*Material to process*:
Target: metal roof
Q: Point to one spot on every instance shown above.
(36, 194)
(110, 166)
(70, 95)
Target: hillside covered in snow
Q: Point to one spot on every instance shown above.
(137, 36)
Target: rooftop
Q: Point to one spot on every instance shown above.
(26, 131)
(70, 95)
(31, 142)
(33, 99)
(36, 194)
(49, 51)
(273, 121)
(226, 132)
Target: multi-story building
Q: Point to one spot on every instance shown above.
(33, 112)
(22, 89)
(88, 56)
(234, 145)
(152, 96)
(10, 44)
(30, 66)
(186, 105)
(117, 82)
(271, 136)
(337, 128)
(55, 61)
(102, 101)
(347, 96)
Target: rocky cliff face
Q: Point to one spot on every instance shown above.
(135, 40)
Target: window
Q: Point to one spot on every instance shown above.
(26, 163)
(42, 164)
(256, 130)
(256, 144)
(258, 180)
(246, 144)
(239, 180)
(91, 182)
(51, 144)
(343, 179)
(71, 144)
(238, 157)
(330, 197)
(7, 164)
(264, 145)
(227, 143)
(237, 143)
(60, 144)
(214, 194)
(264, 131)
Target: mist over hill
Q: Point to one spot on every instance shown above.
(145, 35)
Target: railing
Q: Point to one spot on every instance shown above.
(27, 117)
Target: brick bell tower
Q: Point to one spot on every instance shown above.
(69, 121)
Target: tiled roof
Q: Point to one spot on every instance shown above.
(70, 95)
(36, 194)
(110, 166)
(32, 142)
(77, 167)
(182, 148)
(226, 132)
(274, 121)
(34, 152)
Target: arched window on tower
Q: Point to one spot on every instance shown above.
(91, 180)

*Stated exercise*:
Please convert every line of the records above into a single numbered list, and leave out any blank lines.

*Written response*:
1. Target: metal roof
2. Q: Point to one spot on every instance shown above.
3. (36, 194)
4. (110, 166)
5. (70, 95)
6. Target: hillside covered in snow
7. Q: Point to one spot on every instance shown above.
8. (137, 36)
9. Target: rooftop
10. Q: Point to one spot on every instance shown above.
11. (26, 131)
12. (70, 95)
13. (31, 142)
14. (33, 99)
15. (36, 194)
16. (49, 51)
17. (273, 121)
18. (226, 132)
19. Target: multi-story building
20. Q: Point to one spot on every instance shown above.
21. (33, 112)
22. (22, 89)
23. (88, 56)
24. (234, 145)
25. (152, 96)
26. (10, 44)
27. (30, 66)
28. (186, 105)
29. (117, 82)
30. (271, 136)
31. (337, 128)
32. (55, 61)
33. (102, 101)
34. (347, 96)
35. Target: rocky cliff face
36. Q: Point to one spot on every instance shown above.
37. (135, 40)
38. Target: window
39. Q: Point to one spot on every instance shown above.
40. (26, 163)
41. (42, 164)
42. (256, 130)
43. (256, 144)
44. (258, 180)
45. (246, 144)
46. (239, 180)
47. (91, 182)
48. (51, 144)
49. (343, 179)
50. (71, 144)
51. (238, 157)
52. (330, 197)
53. (7, 164)
54. (264, 145)
55. (227, 143)
56. (237, 143)
57. (60, 144)
58. (214, 194)
59. (264, 131)
60. Target: mist over hill
61. Q: Point to one spot on every instance shown above.
62. (145, 35)
63. Target: railing
64. Q: Point to one spot on every instance shown above.
65. (27, 117)
66. Target: brick bell tower
67. Q: Point to one spot on every instance shown above.
68. (69, 121)
69. Target: tiled roof
70. Q: Point to one spot on every instance shown above.
71. (70, 95)
72. (36, 194)
73. (110, 166)
74. (32, 142)
75. (77, 167)
76. (182, 148)
77. (226, 132)
78. (274, 121)
79. (34, 152)
80. Target: arched window on tower
81. Q: Point to one spot on every instance shown above.
82. (91, 180)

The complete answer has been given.